(begin)

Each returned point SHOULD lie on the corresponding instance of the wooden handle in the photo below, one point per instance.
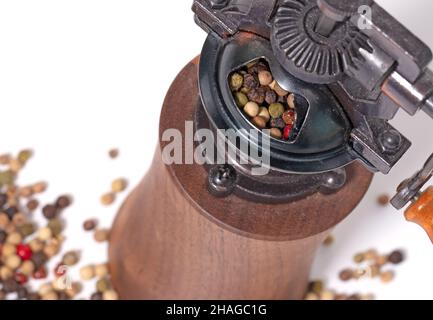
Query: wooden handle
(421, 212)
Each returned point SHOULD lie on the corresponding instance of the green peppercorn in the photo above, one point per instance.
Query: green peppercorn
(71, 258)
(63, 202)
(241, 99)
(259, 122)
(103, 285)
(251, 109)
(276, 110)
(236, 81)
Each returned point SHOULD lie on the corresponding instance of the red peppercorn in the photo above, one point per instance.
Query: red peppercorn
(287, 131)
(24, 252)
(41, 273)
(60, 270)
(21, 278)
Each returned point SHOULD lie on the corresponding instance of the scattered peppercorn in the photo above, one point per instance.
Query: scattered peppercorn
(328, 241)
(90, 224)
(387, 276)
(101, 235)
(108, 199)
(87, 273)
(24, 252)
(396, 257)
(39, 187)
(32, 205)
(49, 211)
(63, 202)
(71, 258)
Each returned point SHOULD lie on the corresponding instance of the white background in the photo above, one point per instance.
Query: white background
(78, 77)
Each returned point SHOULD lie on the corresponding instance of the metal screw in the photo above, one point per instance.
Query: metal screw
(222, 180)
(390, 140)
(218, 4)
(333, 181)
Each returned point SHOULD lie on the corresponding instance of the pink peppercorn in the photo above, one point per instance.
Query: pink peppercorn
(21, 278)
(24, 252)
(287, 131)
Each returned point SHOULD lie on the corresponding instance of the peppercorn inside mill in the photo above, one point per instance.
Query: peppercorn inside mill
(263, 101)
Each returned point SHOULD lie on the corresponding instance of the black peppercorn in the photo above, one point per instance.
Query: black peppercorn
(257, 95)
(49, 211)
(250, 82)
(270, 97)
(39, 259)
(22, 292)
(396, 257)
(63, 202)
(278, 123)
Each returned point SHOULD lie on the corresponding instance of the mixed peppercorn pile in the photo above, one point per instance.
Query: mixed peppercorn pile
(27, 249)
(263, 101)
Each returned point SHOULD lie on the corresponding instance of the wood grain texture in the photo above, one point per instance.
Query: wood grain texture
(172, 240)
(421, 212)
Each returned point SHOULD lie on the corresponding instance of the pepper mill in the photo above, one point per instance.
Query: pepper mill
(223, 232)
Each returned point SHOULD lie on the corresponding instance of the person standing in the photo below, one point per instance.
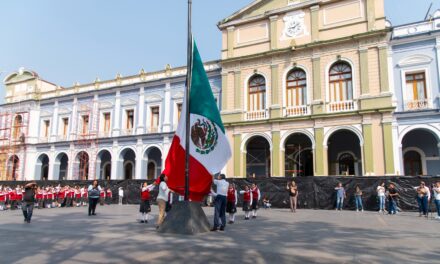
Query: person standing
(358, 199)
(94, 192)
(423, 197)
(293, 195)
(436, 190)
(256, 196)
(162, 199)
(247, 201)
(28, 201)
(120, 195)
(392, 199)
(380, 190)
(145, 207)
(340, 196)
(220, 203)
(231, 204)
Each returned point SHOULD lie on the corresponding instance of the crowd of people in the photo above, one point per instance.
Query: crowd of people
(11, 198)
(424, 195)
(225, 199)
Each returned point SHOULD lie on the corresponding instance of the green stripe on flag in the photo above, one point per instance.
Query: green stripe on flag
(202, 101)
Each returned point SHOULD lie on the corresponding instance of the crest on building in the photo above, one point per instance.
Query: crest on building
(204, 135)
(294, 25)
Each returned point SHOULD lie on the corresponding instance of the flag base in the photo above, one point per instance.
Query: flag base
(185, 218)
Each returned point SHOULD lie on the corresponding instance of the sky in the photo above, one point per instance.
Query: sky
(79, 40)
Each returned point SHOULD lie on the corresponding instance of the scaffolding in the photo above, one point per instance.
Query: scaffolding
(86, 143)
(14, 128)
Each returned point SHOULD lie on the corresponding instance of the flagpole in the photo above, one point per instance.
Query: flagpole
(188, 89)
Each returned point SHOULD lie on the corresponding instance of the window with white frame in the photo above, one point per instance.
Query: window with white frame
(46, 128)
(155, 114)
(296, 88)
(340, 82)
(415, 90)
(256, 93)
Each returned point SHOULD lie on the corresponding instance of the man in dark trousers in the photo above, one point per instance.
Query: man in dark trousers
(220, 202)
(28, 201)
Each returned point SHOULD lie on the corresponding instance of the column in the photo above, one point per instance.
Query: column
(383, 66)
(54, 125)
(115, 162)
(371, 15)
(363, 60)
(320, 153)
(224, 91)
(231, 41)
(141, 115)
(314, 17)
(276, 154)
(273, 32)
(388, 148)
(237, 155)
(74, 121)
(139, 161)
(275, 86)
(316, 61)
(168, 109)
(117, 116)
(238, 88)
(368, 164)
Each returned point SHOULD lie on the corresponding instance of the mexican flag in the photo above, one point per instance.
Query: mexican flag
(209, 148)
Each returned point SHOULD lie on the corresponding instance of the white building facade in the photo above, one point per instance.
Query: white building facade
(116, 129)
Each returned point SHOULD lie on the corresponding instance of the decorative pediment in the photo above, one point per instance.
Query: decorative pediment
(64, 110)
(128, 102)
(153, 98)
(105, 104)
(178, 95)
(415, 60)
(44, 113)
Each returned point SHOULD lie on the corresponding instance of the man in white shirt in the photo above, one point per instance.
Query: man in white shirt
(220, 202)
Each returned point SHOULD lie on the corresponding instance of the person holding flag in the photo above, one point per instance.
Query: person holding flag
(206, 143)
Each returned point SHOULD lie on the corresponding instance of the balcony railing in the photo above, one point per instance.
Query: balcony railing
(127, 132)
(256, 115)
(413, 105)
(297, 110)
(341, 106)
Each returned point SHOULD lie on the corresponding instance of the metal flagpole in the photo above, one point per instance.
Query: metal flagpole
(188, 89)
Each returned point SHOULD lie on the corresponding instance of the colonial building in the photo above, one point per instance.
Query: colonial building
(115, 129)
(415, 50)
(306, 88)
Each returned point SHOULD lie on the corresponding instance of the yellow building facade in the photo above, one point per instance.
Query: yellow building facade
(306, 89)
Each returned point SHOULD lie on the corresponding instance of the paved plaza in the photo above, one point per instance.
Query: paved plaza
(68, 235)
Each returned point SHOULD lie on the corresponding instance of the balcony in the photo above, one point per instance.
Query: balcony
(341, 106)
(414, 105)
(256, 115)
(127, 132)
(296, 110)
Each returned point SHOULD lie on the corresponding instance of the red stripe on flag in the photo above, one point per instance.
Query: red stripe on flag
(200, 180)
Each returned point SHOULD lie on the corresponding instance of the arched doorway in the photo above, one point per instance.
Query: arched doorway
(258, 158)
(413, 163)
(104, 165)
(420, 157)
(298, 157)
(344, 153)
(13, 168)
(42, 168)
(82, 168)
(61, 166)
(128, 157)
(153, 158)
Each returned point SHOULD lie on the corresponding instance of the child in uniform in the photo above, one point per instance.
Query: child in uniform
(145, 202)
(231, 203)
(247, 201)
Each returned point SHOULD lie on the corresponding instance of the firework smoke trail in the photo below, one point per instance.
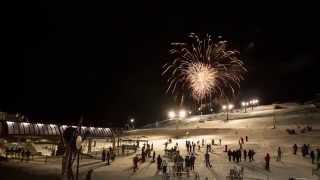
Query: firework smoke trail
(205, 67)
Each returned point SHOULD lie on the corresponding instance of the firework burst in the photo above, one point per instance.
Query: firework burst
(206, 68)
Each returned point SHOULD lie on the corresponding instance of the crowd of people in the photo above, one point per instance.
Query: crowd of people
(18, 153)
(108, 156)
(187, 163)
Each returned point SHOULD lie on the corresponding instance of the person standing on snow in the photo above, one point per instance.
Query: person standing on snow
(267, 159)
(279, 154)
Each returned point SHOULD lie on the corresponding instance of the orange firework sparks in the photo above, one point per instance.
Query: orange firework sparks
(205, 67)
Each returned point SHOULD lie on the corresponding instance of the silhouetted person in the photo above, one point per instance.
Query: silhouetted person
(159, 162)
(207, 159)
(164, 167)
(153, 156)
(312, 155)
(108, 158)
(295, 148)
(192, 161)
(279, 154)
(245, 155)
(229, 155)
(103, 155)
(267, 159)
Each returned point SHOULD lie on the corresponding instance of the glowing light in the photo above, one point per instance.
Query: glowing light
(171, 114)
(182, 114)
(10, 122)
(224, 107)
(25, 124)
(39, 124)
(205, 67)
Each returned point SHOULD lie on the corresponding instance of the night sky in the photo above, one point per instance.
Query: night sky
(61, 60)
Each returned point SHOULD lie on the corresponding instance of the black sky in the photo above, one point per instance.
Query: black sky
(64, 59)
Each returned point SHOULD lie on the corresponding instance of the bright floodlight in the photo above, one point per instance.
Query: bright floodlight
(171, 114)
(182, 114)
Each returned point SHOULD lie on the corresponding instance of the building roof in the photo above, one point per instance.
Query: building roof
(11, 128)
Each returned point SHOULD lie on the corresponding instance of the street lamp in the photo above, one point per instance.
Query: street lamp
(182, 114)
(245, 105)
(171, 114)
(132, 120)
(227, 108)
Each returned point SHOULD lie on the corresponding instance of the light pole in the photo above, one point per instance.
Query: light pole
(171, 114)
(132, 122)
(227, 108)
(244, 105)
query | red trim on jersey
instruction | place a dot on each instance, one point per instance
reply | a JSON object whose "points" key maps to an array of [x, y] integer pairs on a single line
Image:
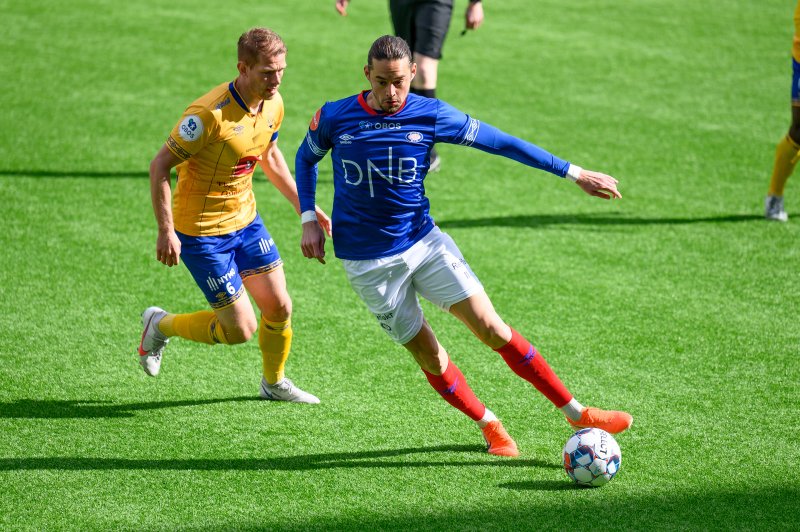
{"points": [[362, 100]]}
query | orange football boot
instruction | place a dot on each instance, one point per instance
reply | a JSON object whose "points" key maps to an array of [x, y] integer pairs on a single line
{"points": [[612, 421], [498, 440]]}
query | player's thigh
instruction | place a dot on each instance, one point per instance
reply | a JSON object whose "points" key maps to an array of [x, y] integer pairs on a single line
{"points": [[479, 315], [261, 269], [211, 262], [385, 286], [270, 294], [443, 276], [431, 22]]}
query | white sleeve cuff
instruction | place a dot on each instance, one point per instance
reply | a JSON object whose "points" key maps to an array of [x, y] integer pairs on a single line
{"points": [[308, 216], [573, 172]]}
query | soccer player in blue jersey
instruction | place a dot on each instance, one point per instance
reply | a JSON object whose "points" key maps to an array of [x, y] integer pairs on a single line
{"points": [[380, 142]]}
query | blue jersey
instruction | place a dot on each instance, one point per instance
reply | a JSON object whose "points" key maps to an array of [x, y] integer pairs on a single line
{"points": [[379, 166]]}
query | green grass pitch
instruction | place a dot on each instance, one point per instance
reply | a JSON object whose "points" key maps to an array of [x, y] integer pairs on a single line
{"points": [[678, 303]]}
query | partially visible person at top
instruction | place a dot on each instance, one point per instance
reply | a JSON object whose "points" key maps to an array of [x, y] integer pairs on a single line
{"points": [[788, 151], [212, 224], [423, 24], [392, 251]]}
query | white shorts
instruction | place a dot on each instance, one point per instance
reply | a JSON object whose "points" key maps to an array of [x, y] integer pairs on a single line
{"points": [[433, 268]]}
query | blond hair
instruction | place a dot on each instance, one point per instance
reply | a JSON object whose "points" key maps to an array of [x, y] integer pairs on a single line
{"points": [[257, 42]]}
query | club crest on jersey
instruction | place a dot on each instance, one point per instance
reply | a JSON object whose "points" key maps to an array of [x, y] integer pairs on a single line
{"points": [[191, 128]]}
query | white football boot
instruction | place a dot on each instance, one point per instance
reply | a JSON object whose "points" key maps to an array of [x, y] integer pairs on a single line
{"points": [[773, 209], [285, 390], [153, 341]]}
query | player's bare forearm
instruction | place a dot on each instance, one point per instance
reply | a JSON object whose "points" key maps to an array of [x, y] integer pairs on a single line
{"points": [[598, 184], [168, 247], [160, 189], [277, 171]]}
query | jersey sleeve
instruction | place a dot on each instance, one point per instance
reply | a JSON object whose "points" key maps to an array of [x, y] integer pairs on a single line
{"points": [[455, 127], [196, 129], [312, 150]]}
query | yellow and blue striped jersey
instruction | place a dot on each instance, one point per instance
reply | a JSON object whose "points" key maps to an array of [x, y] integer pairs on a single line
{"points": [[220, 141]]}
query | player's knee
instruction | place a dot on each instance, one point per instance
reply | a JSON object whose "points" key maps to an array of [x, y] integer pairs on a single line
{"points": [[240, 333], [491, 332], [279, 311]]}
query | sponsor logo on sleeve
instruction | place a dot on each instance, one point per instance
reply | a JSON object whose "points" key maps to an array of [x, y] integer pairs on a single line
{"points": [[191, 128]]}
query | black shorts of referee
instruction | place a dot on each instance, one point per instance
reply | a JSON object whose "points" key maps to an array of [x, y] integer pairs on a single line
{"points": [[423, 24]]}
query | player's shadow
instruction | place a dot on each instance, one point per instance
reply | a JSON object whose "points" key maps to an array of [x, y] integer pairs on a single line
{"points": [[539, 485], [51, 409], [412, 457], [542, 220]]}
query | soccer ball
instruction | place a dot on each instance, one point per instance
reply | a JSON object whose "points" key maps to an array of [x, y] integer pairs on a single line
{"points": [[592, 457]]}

(end)

# Brief:
Render the entries as a JSON list of strings, one string per line and with blank lines omitted, starting with the line containing "query | sponsor logo on sleeve" and continuing through the last line of the entries.

# Complete response:
[
  "query | sponsor logo on sleeve",
  "instruction | place a dot on each instance, one point per instance",
  "reply | a JSON object whose \"points\" key maps to an array of [x, y] integer pairs on a single line",
  "{\"points\": [[191, 128]]}",
  "query | black shorts of referee",
  "instruction | place a dot on each instance, one point per instance",
  "reply | a JSON object whose \"points\" key maps to an array of [x, y] integer pairs on a single line",
  "{\"points\": [[423, 24]]}",
  "query | player's shadow",
  "instruction | place a dot on each instance, one point per instance",
  "reply | a JSON object whose \"points\" key maps to an array of [x, y] integer pairs on a single line",
  "{\"points\": [[539, 485], [51, 409], [412, 457], [542, 220]]}",
  "query | soccer ball",
  "instruction | place a dot on each instance, one point per instance",
  "reply | a JSON object whose \"points\" key maps to an array of [x, y] integer pairs on a single line",
  "{\"points\": [[592, 457]]}"
]